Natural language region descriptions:
========================================

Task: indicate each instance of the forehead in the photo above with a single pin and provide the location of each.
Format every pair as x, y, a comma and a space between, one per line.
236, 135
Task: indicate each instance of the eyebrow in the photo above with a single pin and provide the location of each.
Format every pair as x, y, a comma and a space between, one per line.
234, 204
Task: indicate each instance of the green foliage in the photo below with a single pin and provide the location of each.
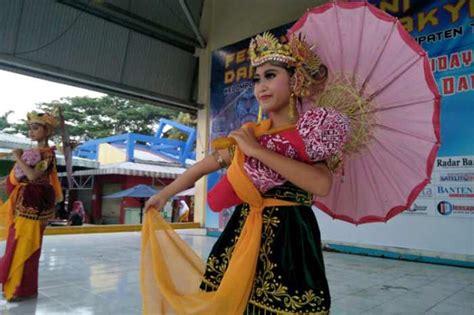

========================================

# How to complete this task:
In your copy, please omit the pictures and print every line of the records exactly.

# Result of this task:
Task: indicate each instance of the forehead in the photo above with a single pin and provide the location of each.
Format every pair as x, y, a comma and a space between, one per line.
236, 135
Task: indicate each instance of the eyebrow in the photo above with a single pin and provide the location of each.
Format every pair as x, y, a comma and a space between, one per line.
234, 204
Task: indicate each instance of the green foliage in the photo below with a single pin and provide the location of each.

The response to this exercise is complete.